───── PROVIDED RECORDS ─────

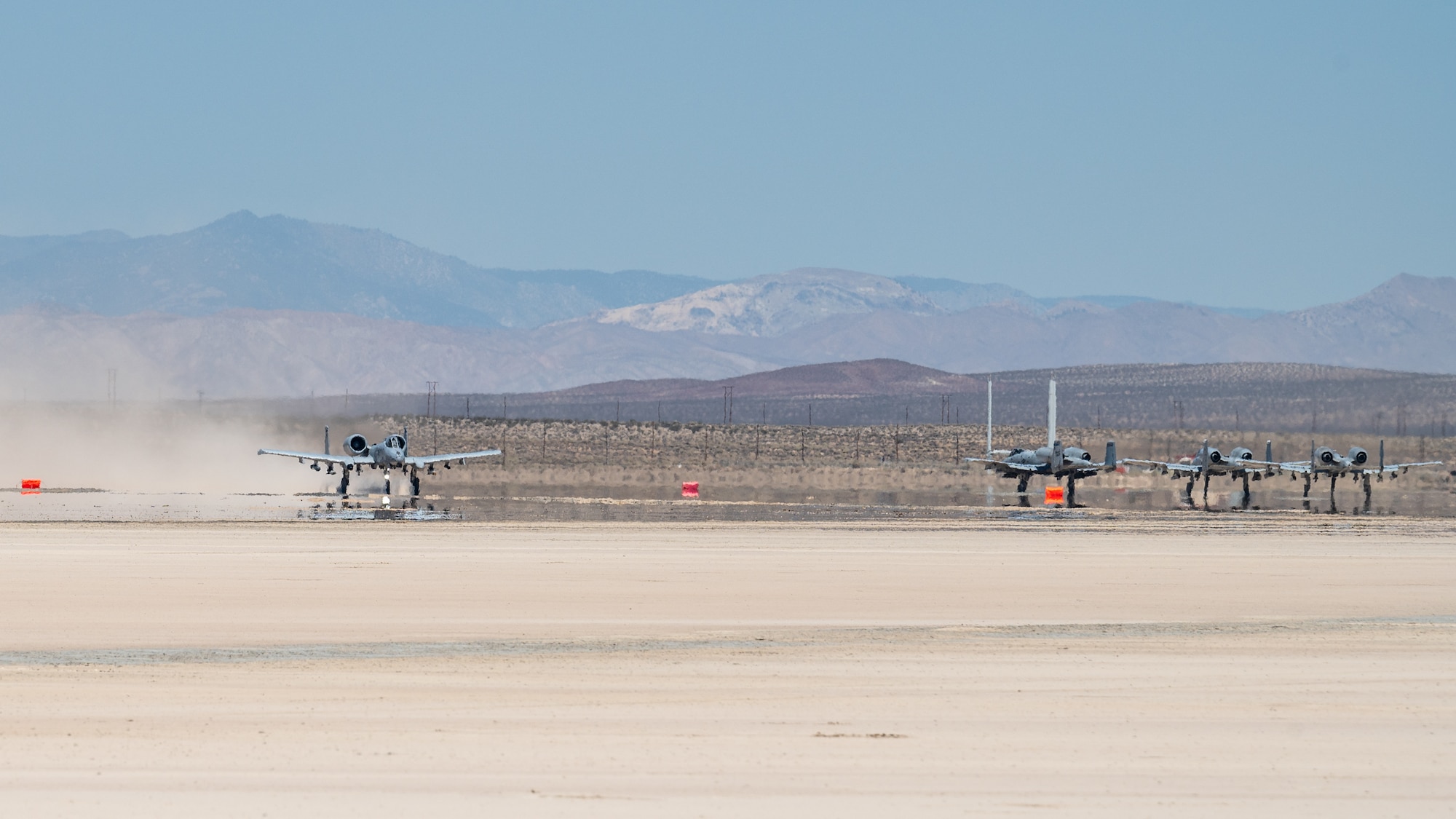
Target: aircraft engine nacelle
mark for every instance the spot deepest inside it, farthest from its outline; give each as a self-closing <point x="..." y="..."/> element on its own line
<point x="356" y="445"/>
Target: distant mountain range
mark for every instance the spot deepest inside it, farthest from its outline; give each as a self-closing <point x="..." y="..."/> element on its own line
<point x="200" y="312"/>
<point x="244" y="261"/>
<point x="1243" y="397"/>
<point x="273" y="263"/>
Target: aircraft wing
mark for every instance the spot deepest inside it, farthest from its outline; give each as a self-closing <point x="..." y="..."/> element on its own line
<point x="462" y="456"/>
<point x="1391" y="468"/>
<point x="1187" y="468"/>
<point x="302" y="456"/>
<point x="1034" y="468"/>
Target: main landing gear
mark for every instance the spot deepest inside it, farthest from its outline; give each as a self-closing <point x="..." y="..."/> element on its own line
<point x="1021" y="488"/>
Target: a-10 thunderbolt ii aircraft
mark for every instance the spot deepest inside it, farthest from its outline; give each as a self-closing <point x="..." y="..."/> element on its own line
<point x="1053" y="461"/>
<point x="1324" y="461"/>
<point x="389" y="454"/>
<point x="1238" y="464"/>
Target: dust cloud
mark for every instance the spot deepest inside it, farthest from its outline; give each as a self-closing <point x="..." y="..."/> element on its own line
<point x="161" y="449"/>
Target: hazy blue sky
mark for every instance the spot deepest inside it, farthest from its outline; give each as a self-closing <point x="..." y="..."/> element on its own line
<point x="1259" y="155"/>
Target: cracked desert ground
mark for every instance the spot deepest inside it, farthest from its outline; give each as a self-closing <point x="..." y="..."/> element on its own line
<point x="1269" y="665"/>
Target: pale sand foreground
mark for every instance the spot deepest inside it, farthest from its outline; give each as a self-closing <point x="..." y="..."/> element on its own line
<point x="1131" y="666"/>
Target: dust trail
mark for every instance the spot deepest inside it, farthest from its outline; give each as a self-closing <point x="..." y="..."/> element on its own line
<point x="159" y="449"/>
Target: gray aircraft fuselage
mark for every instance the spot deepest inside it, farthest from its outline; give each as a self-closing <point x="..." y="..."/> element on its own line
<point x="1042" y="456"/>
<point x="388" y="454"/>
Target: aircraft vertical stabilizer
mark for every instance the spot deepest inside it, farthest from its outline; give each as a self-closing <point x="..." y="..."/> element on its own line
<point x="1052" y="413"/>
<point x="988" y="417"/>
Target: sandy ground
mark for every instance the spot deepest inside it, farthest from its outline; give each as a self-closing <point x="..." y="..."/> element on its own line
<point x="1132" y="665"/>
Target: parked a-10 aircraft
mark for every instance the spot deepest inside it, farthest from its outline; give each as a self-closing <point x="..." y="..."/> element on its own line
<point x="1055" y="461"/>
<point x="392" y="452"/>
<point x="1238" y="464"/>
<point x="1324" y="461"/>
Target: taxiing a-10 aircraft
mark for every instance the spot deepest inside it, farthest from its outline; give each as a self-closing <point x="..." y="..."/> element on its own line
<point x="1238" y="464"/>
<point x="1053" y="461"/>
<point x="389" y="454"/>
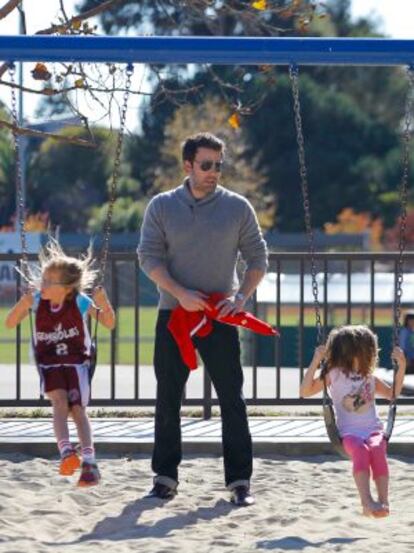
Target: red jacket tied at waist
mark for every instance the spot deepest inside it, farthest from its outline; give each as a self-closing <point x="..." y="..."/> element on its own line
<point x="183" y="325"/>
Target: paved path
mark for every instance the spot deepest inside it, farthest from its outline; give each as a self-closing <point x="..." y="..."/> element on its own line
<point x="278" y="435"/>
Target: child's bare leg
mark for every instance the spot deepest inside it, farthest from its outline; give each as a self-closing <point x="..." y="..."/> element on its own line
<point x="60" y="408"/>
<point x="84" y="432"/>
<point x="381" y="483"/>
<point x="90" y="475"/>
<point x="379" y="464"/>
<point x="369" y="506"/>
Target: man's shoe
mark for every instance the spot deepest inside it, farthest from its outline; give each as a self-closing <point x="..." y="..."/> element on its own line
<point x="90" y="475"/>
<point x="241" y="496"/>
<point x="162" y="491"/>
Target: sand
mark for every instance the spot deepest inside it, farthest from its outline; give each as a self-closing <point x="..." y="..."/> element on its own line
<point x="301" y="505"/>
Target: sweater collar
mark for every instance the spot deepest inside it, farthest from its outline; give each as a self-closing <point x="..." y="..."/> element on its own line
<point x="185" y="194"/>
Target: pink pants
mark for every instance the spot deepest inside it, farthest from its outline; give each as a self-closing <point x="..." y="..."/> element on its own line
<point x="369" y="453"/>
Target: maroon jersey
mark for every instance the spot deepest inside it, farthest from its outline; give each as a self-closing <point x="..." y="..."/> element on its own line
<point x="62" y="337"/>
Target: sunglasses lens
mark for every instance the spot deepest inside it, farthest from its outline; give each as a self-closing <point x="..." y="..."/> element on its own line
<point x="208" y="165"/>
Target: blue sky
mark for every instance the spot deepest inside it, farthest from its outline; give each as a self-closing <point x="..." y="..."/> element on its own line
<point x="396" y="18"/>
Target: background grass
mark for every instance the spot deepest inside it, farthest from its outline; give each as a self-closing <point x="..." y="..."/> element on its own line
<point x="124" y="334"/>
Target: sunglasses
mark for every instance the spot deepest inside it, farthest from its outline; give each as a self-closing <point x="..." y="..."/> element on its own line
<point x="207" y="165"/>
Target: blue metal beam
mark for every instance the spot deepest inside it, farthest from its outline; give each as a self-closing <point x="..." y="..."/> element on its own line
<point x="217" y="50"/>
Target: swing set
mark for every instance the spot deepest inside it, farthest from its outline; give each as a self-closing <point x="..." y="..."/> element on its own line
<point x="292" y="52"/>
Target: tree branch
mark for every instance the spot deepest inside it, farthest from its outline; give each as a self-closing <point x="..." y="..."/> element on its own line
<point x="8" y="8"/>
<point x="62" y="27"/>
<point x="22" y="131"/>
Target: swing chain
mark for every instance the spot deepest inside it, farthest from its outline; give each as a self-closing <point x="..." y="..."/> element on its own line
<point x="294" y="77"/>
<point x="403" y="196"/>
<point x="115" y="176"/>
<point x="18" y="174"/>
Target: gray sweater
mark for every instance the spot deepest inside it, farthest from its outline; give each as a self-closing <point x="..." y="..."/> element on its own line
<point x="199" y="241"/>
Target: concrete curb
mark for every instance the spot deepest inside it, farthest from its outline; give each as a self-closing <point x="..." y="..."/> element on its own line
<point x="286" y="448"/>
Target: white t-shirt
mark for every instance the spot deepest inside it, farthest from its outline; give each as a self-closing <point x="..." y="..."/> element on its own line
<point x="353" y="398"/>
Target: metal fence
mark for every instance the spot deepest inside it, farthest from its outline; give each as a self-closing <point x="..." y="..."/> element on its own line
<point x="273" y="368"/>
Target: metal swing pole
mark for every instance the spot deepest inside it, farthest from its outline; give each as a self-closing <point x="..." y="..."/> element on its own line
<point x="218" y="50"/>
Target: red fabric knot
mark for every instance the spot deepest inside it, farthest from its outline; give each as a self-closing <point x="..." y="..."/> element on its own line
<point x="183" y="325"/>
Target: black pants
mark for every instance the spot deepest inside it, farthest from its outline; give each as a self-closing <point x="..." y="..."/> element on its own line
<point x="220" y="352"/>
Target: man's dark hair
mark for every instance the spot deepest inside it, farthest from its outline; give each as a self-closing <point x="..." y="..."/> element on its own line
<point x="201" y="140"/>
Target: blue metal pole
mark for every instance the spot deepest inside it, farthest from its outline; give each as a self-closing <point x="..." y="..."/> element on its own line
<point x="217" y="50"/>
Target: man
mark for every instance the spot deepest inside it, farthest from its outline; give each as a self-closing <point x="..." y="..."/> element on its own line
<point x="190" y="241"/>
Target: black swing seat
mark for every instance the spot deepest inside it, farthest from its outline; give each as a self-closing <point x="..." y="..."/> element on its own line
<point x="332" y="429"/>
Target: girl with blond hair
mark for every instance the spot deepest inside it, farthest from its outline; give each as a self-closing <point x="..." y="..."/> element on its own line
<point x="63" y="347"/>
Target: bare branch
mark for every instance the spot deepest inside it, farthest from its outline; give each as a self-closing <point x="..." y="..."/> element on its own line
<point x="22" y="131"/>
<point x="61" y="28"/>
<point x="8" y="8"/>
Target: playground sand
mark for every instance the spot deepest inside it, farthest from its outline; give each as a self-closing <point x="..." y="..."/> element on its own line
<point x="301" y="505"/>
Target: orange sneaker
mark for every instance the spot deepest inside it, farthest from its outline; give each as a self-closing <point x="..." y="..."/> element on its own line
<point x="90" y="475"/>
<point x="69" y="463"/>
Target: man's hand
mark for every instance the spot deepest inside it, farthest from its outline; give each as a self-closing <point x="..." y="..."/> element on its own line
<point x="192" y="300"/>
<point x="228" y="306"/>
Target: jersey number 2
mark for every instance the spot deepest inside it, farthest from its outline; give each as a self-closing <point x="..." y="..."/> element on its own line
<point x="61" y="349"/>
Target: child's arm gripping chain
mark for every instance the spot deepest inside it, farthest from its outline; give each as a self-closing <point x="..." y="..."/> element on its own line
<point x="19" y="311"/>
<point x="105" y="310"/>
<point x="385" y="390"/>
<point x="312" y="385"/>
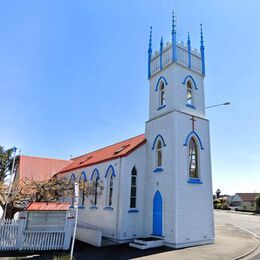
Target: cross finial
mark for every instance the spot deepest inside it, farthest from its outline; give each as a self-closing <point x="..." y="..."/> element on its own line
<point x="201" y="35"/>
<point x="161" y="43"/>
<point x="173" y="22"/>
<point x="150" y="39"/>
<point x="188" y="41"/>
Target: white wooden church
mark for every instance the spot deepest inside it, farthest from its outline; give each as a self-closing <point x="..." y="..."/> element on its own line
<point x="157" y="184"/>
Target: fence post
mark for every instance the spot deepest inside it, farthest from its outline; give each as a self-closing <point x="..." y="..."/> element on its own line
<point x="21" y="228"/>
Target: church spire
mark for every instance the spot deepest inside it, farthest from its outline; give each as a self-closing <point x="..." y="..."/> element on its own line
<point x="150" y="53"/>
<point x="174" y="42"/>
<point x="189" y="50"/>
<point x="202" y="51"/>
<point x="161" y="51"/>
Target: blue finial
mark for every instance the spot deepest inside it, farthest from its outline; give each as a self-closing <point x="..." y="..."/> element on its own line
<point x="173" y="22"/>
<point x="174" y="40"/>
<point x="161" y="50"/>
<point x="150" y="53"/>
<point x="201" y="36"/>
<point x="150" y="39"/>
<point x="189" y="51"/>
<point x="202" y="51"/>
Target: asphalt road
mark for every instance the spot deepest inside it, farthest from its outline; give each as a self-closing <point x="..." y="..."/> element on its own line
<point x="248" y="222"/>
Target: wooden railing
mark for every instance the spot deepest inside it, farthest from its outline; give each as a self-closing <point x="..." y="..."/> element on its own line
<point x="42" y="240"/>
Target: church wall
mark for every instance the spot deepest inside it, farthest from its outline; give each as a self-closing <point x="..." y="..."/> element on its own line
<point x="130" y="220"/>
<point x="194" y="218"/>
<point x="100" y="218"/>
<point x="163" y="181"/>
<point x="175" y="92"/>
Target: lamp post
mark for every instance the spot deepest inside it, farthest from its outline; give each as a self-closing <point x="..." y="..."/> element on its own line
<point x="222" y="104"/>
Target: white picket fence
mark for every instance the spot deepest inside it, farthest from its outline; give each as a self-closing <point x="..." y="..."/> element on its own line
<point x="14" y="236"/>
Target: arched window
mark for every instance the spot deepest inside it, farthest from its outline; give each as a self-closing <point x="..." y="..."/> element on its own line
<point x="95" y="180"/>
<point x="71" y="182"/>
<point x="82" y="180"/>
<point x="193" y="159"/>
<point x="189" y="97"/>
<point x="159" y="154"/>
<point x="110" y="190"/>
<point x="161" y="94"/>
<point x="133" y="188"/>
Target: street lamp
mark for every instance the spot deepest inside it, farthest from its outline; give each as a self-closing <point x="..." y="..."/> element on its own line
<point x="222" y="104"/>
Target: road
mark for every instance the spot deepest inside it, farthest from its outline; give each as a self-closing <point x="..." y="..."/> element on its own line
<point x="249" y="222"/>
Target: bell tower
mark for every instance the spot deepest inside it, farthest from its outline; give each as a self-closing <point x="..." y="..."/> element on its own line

─────

▶ TASK REQUIREMENTS
Copy out, character for character, the lines from the one containing "Target: bell tower" through the last line.

▶ WRITTEN REPLY
Target: bell tower
mark for every instance the spot deepest inside it, farthest from its outline; give each as a self-closing <point x="..." y="..."/> element on its own line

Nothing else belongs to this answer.